Extrait du texte ▸
* * * *
Critique réalisée par Daphné Liégeois dans le cadre du programme Young Art Reporters du Kunstenfestivaldesarts 2017.

Marlene Monteiro Freitas propose sa vision des « Bacchantes » d’Euripide dans le cadre du Kunstenfestivaldesarts de Bruxelles. Une performance vivifiante, claironnante et dansante, entre maîtrise et exubérance.

Peut-on rester indifférent à l’univers bigarré, virtuose et pulsé de Marlene Monteiro Freitas ? Sur scène, huit danseurs et cinq trompettistes prêtent corps à sa vision des compagnes dionysiaques, délaissant l’image traditionnelle que nous avons des Bacchantes antiques. La fête collective orchestrée par la chorégraphe capverdienne va puiser au-delà de nos aspirations référentielles – pas de raisin ou de lyre sur scène – et de sens : elle nous convie à un lâcher-prise contagieux où la joie l’emporte sur l’angoisse.
* * * *
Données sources
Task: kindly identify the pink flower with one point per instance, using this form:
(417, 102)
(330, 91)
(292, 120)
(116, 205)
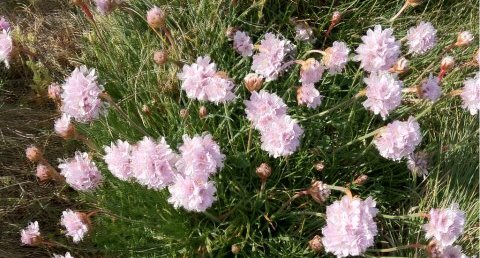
* * * *
Vos consignes ▸
Répondez à ces questions sur la critique du spectacle :
(a) Dans quel programme cette critique a-t-elle été écrite ?
(b) Quelle pièce d'Euripide Marlene Monteiro Freitas revisite-t-elle ?
(c) Combien de danseurs et de trompettistes sont sur scène ?

Votre réponse ▸
(a) Le programme Young Art Reporters du Kunstenfestivaldesarts 2017.
(b) Les « Bacchantes ».
(c) Huit danseurs et cinq trompettistes.